**Exercise aim**
Exact copies of all entries are needed. Pictures are to be left out.

***** Data under study *****

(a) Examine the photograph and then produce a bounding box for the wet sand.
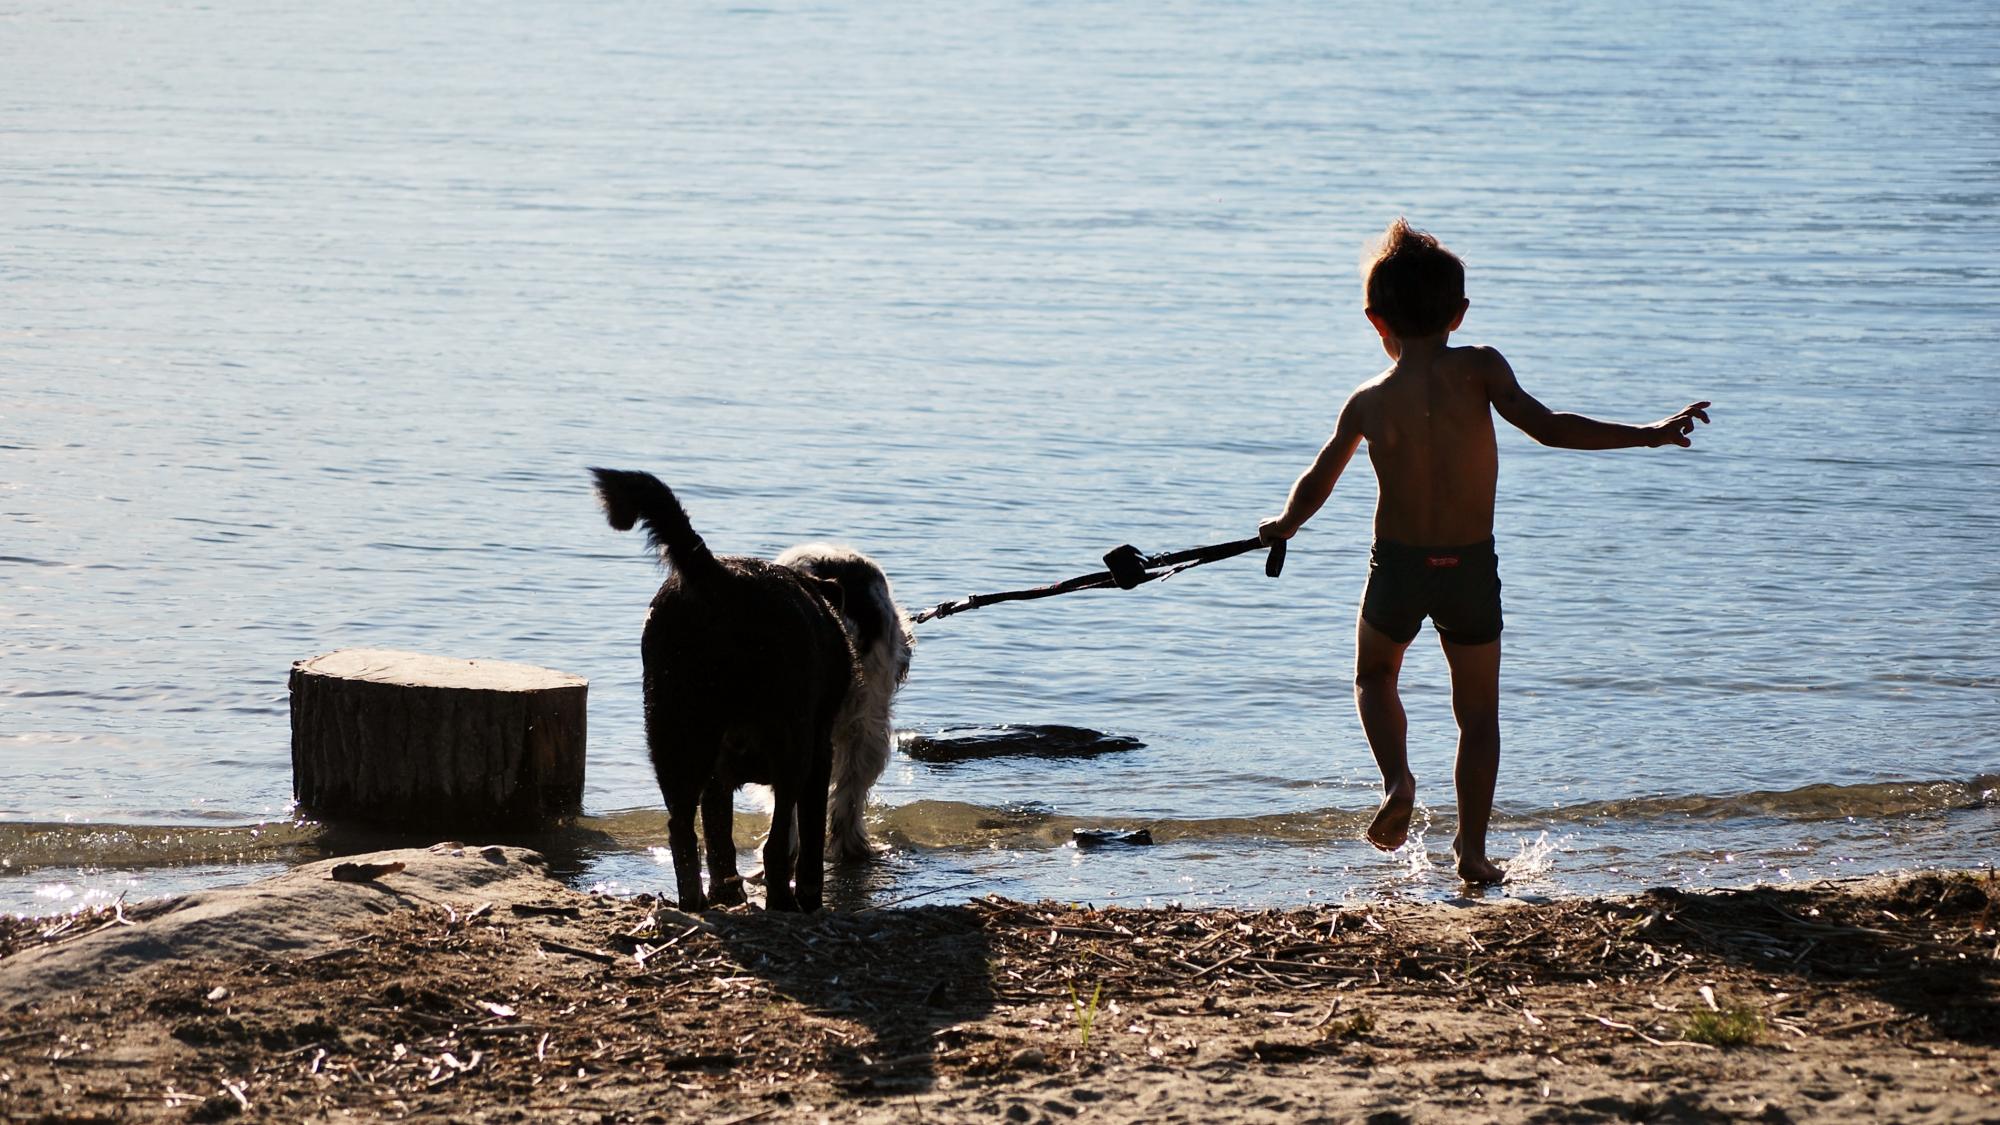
[1,847,1993,1122]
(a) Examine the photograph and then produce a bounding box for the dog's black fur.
[591,468,856,913]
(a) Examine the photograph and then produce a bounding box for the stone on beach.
[0,845,561,1008]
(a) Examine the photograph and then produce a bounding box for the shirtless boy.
[1258,219,1709,884]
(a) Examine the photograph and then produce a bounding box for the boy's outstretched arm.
[1480,347,1710,450]
[1260,393,1365,543]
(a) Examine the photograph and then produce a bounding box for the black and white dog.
[591,468,910,911]
[776,543,913,862]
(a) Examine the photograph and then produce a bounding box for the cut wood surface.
[290,649,586,831]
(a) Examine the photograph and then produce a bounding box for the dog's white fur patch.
[775,543,913,862]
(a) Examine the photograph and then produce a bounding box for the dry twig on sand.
[1,871,1994,1121]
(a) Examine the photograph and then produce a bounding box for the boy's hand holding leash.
[1257,517,1298,545]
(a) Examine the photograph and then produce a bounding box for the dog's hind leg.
[793,730,834,913]
[761,778,800,914]
[651,710,715,912]
[701,780,747,906]
[662,779,706,912]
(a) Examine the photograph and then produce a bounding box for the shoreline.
[1,847,1994,1122]
[5,775,1997,918]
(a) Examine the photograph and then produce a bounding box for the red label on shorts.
[1427,555,1460,568]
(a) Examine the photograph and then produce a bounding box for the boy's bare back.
[1350,343,1502,547]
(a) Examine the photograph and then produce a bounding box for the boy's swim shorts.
[1360,538,1503,646]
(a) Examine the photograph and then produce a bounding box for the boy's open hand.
[1643,401,1712,448]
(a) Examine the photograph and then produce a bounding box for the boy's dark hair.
[1363,218,1465,339]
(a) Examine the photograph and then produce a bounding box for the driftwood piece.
[329,861,407,883]
[290,649,586,830]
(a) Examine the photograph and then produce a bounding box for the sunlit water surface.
[3,1,1996,914]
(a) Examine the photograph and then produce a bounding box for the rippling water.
[4,0,1997,914]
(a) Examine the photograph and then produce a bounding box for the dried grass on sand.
[2,866,1994,1122]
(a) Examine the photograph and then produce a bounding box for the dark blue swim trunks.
[1360,538,1503,646]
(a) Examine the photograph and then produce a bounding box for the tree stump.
[290,649,587,831]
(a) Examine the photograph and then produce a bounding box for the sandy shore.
[1,846,1993,1123]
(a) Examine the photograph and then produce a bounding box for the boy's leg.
[1439,637,1504,884]
[1354,616,1416,850]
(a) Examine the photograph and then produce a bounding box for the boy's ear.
[1364,308,1392,339]
[1448,298,1469,332]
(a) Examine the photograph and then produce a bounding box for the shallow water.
[4,1,1997,913]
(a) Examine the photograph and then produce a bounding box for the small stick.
[872,878,989,909]
[1593,1014,1716,1050]
[538,940,618,965]
[1820,1013,1912,1037]
[1191,949,1251,979]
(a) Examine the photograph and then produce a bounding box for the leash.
[912,536,1285,624]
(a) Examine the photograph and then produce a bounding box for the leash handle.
[1137,535,1285,576]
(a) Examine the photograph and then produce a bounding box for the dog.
[591,467,854,913]
[774,544,914,862]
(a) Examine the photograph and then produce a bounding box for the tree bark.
[290,649,586,831]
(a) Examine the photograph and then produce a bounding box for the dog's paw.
[708,880,748,907]
[826,835,887,864]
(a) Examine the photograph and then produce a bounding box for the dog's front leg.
[664,781,707,912]
[827,710,891,862]
[701,781,747,906]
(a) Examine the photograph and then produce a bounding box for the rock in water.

*****

**Solution**
(a) Examine the photograph and then produce a bounding box for the wet sand.
[1,847,1993,1122]
(a) Examine the photograph and then produce a bounding box for the dog's black fur.
[591,468,856,913]
(a) Examine the photograph and then produce a bounding box for the stone on beach.
[0,845,561,1008]
(a) Examine the photograph and then produce a bounding box for the shirtless boy.
[1258,219,1709,884]
(a) Examine the photograph and then produce a bounding box for the boy's outstretched arm.
[1480,347,1710,450]
[1260,393,1365,543]
(a) Examine the photograph and then produce a bounding box for the black and white dog.
[591,468,910,911]
[776,543,913,862]
(a) Examine the photograph and then produce a bounding box for the cut wood surface.
[290,649,586,831]
(a) Examine the photograph and then produce a bounding box for the dog's white fur patch.
[775,543,913,862]
(a) Examine the photograph and then produce a bounding box for the dry twig on sand.
[1,871,1994,1121]
(a) Examine the photograph and then produce a bounding box for the boy's hand holding leash.
[1257,517,1298,545]
(a) Examine the photograph and then produce a bounding box for the dog's hind leg.
[793,730,834,913]
[761,778,800,914]
[651,710,715,912]
[701,780,747,906]
[662,779,706,912]
(a) Examine the photograph and then produce a bounding box for the shoreline.
[1,847,1994,1122]
[5,775,1997,918]
(a) Examine the photograph and then produce a bounding box for the red label on shorts.
[1427,555,1460,568]
(a) Examine the photograph and then produce a bounding box for the boy's bare back.
[1350,343,1502,547]
(a) Examine the photograph and then produce a bounding box for the boy's swim shorts.
[1360,538,1503,646]
(a) Examine the photograph and then produce a bounding box for the boy's open hand.
[1643,401,1712,448]
(a) Examine the photograph and then produce a bounding box for the boy's dark hair.
[1363,218,1465,339]
(a) Examine the photograph and then produce a bounding box for the driftwood piece.
[329,861,407,883]
[290,649,586,830]
(a) Examine the photograph and then produce a bounding box for the sunlit water surface.
[3,1,1996,914]
(a) Examine the photograph and then produce a bounding box for the rippling water.
[4,0,1997,914]
(a) Examine the photograph and then produce a bounding box for the dried grass on sand.
[2,866,1994,1122]
(a) Examine the photograph and then produce a bounding box for the dark blue swim trunks.
[1360,538,1503,646]
(a) Examine the photograph and then produce a bounding box for the tree stump.
[290,649,587,831]
(a) Examine the photograph and then produce a bounding box for the sandy shore.
[1,846,1993,1123]
(a) Examine the photograph and then produce a bounding box for the boy's leg.
[1439,637,1504,884]
[1354,616,1416,850]
(a) Examine the photograph and then produce a bounding box for the boy's ear.
[1364,308,1392,339]
[1448,298,1469,332]
(a) Examine the photograph and then produce a bounding box for the shallow water.
[4,1,1997,913]
(a) Examine the photograph and then produce a bounding box for the small stick.
[872,878,989,909]
[1593,1014,1716,1050]
[538,940,618,965]
[1820,1013,1912,1037]
[1191,949,1251,979]
(a) Examine the photograph and then produce a bounding box for the leash.
[912,536,1285,624]
(a) Examine the photograph and then produce a bounding box for the leash handle.
[1137,535,1285,576]
(a) Examine the photograph and then produce a bounding box for the dog.
[591,467,854,913]
[774,544,914,862]
(a) Examine the photograph and then produce a bounding box for the tree bark.
[290,649,586,831]
(a) Examine the photograph and then produce a bounding box for the dog's paw.
[708,880,748,907]
[826,835,887,864]
(a) Examine the photograph and then produce a bounding box for the dog's front leg.
[664,781,707,912]
[827,710,891,862]
[701,781,747,906]
(a) Examine the photograph and then produce a bounding box for the rock in water.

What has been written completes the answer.